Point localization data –
————

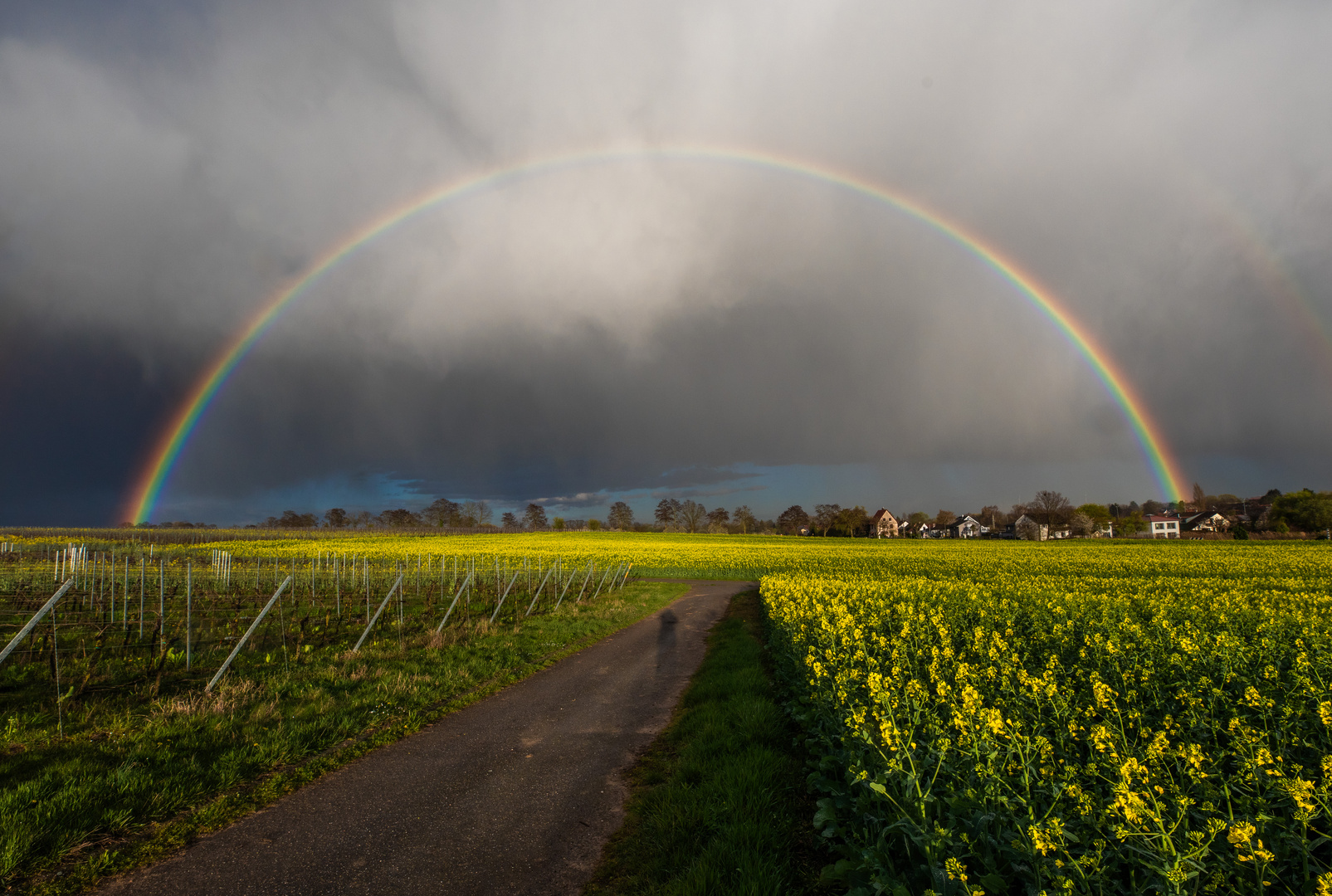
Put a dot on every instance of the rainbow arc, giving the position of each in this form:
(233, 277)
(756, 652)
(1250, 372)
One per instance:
(183, 424)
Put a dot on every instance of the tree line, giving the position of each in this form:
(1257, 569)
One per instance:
(1305, 510)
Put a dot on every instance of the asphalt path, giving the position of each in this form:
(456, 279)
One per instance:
(515, 794)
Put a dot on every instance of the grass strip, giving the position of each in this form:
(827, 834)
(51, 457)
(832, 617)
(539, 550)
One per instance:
(718, 803)
(118, 796)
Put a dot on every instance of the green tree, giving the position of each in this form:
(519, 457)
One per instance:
(1099, 514)
(1305, 510)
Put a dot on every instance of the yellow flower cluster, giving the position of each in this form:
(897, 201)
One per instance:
(1083, 720)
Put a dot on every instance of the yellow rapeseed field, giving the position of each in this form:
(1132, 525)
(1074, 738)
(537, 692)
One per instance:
(1090, 718)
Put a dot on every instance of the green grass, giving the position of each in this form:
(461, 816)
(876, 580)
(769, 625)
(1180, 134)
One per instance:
(143, 770)
(718, 803)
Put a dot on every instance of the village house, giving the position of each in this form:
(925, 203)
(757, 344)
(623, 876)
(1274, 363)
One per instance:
(1208, 521)
(885, 525)
(966, 526)
(1039, 532)
(1162, 526)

————

EXERCISE AIM – Return solely the number of lines in the data that include the word "green".

REPLY TO THE EXERCISE – 2